Material for the task
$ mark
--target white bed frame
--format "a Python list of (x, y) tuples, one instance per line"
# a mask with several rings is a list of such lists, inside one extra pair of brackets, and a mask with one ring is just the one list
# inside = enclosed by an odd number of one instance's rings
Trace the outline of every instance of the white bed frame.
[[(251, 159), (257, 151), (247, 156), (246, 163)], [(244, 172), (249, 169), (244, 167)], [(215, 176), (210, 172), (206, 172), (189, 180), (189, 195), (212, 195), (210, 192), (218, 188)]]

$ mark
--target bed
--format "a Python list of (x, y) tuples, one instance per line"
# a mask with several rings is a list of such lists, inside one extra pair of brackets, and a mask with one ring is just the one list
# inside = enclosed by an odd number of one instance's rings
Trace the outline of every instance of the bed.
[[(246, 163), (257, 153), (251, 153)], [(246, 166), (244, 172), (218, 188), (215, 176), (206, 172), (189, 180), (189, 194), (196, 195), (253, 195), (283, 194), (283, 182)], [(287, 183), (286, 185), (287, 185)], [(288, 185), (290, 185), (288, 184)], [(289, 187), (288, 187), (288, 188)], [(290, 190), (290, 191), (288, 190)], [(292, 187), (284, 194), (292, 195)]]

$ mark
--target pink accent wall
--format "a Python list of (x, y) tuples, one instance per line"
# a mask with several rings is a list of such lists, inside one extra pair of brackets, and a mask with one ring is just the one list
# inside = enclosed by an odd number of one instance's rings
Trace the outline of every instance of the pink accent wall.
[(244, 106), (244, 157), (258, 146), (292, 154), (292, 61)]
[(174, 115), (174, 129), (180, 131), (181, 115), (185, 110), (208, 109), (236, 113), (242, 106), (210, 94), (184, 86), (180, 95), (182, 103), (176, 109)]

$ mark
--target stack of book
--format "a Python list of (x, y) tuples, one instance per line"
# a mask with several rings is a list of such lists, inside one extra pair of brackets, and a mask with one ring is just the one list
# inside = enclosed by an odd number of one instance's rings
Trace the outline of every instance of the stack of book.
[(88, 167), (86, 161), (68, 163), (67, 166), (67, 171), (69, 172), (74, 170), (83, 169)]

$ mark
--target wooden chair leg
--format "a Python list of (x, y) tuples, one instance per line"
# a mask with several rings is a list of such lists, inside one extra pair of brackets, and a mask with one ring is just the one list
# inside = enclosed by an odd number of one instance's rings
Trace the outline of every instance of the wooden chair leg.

Problem
Rewrite the data from its first line through the line that contains "Trace the outline of every instance of the white", changing "outline" to "boundary" and leaving everything else untouched.

Response
$ mark
--target white bed frame
--format "a Python list of (x, y) tuples, one instance per line"
# a mask with several rings is a list of such lists, inside one extra pair of brackets, and a mask with one ring is just the one list
# inside = enclosed by an odd number of one instance's rings
Trace the boundary of every instance of the white bed frame.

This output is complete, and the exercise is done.